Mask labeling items

## begin

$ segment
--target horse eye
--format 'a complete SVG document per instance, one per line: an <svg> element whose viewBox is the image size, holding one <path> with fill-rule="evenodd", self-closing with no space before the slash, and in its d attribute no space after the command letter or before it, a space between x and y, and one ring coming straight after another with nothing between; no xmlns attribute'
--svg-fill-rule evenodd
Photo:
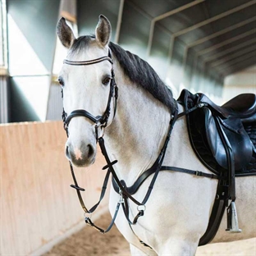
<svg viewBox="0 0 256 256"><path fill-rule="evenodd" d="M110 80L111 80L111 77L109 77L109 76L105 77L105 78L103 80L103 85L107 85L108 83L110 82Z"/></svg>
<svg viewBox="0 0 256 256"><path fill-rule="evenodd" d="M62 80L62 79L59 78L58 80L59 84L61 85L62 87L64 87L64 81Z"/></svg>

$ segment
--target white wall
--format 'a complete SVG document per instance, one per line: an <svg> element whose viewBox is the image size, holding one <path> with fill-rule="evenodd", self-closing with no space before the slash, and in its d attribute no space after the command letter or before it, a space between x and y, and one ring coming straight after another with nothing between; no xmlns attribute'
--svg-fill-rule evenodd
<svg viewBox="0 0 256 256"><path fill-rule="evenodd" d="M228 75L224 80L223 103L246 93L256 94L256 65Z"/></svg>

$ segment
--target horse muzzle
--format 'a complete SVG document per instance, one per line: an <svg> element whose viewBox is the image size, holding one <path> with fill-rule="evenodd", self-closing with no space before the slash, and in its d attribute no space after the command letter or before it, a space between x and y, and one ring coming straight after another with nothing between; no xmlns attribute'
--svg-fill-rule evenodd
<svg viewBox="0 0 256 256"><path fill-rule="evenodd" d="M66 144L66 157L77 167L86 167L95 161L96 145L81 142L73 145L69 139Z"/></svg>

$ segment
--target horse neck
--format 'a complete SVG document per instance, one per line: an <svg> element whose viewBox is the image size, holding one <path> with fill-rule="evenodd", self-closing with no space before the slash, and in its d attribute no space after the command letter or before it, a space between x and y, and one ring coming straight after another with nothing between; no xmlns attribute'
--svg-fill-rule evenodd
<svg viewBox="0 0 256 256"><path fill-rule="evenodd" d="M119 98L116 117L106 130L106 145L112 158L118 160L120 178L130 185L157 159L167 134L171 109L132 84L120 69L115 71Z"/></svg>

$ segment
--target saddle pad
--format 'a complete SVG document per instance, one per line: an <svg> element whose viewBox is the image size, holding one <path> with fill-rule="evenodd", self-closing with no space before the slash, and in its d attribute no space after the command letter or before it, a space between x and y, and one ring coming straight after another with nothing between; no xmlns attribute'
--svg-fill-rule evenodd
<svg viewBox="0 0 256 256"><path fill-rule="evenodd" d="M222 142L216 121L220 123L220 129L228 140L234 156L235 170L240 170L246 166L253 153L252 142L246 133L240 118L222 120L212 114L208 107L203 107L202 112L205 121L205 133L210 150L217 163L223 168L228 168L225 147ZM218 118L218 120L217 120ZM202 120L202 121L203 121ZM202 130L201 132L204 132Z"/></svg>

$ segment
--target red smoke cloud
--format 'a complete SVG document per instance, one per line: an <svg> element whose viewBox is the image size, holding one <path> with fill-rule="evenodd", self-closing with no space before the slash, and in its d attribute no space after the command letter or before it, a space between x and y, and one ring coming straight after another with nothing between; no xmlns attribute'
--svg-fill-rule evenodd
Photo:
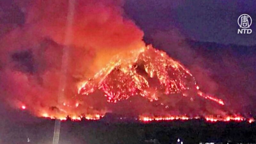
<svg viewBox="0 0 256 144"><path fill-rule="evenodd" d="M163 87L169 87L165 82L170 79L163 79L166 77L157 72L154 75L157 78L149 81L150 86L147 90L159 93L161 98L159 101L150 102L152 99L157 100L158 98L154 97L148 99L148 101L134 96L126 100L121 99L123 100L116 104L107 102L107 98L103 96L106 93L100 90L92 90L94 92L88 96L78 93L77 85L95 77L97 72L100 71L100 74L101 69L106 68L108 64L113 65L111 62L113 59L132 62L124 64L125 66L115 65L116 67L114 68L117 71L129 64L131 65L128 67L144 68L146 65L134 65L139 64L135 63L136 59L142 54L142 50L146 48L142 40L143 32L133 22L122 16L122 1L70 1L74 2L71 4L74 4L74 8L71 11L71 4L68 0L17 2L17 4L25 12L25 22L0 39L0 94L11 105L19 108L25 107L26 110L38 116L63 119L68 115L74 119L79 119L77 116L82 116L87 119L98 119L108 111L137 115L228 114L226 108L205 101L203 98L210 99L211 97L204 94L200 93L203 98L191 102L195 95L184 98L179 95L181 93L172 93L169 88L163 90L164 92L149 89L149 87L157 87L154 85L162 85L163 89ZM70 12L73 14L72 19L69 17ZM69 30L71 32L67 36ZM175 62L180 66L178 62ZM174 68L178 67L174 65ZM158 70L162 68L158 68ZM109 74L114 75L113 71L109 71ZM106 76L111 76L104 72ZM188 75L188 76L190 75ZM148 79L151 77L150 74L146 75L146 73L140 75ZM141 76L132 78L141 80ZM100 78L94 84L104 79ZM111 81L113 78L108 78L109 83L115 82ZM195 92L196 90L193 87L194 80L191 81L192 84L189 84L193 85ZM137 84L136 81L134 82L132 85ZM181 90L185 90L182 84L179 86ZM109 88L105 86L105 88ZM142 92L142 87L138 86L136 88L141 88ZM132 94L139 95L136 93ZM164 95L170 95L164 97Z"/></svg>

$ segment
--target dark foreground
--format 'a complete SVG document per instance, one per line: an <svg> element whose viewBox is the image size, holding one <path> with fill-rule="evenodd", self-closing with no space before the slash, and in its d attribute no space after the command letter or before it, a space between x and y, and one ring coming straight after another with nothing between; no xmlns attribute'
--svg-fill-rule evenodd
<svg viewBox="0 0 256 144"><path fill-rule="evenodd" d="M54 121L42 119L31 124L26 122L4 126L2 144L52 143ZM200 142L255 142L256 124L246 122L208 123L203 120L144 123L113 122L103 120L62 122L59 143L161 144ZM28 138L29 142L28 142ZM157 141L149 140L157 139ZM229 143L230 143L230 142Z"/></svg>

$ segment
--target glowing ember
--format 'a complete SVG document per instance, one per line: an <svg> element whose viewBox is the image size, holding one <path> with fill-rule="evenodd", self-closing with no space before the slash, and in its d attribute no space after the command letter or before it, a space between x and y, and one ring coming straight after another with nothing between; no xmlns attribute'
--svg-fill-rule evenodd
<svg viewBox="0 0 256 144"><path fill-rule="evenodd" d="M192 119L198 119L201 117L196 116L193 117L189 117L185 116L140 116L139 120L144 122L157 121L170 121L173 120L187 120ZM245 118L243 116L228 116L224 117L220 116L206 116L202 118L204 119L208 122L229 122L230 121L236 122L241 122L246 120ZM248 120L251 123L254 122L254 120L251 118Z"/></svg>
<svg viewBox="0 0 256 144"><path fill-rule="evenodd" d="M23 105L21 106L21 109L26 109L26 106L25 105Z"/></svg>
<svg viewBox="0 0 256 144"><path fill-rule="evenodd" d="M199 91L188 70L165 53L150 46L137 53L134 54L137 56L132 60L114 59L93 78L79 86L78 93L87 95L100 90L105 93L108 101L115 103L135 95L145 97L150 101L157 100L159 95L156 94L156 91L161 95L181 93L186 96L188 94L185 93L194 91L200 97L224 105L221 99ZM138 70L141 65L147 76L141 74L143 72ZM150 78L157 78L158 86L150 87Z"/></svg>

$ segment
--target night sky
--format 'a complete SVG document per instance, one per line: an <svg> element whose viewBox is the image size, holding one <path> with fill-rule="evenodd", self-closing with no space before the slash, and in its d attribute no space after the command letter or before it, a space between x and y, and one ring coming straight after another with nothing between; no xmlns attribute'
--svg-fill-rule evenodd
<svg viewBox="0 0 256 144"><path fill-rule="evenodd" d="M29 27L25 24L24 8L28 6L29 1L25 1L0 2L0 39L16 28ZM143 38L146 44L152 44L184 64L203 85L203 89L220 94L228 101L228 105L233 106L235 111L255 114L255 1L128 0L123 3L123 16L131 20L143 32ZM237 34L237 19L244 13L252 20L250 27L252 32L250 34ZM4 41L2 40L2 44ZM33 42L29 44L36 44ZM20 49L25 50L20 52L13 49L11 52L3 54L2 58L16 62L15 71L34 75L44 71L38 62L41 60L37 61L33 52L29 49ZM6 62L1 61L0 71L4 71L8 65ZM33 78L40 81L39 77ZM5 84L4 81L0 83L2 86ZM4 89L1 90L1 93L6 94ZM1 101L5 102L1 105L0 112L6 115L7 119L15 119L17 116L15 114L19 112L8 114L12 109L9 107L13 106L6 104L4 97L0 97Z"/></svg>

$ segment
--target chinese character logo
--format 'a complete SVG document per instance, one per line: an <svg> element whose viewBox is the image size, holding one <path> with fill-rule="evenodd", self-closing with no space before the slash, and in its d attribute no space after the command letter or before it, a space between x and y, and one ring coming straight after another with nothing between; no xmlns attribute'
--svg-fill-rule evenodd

## end

Give the lines of the items as a JSON list of strings, one string per line with blank lines omitted, starting at the first line and ending at the line that contains "144L66 157L77 167L86". Leave the pictures out of the answer.

[
  "$ segment",
  "--target horse eye",
  "--format 'a complete SVG document per instance, one per line: an <svg> element whose viewBox is the image size, holding one <path> with fill-rule=\"evenodd\", self-closing with no space before the slash, and in its d attribute no space after the command letter or before it, a space between x and y, and one ring coming straight after another with nothing between; no xmlns attribute'",
  "--svg-fill-rule evenodd",
  "Photo:",
  "<svg viewBox=\"0 0 256 256\"><path fill-rule=\"evenodd\" d=\"M110 80L111 80L111 77L109 77L109 76L105 77L105 78L103 80L103 85L107 85L108 83L110 82Z\"/></svg>",
  "<svg viewBox=\"0 0 256 256\"><path fill-rule=\"evenodd\" d=\"M62 80L62 79L59 78L58 80L59 84L61 85L62 87L64 87L64 81Z\"/></svg>",
  "$ segment",
  "--target white wall",
  "--format 'a complete SVG document per instance, one per line: an <svg> element whose viewBox is the image size, holding one <path> with fill-rule=\"evenodd\", self-closing with no space before the slash, and in its d attribute no space after the command letter or before it, a space between x and y, and one ring coming straight after another with nothing between; no xmlns attribute'",
  "--svg-fill-rule evenodd",
  "<svg viewBox=\"0 0 256 256\"><path fill-rule=\"evenodd\" d=\"M228 75L224 80L223 103L246 93L256 94L256 65Z\"/></svg>",
  "$ segment",
  "--target horse muzzle",
  "--format 'a complete SVG document per instance, one per line: an <svg> element whose viewBox is the image size, holding one <path> with fill-rule=\"evenodd\", self-closing with no space before the slash, and in its d attribute no space after the command letter or before it, a space between x and y, and one ring coming straight after another with nothing between; no xmlns attribute'",
  "--svg-fill-rule evenodd",
  "<svg viewBox=\"0 0 256 256\"><path fill-rule=\"evenodd\" d=\"M66 144L66 157L77 167L86 167L95 161L96 145L81 142L73 145L69 139Z\"/></svg>"
]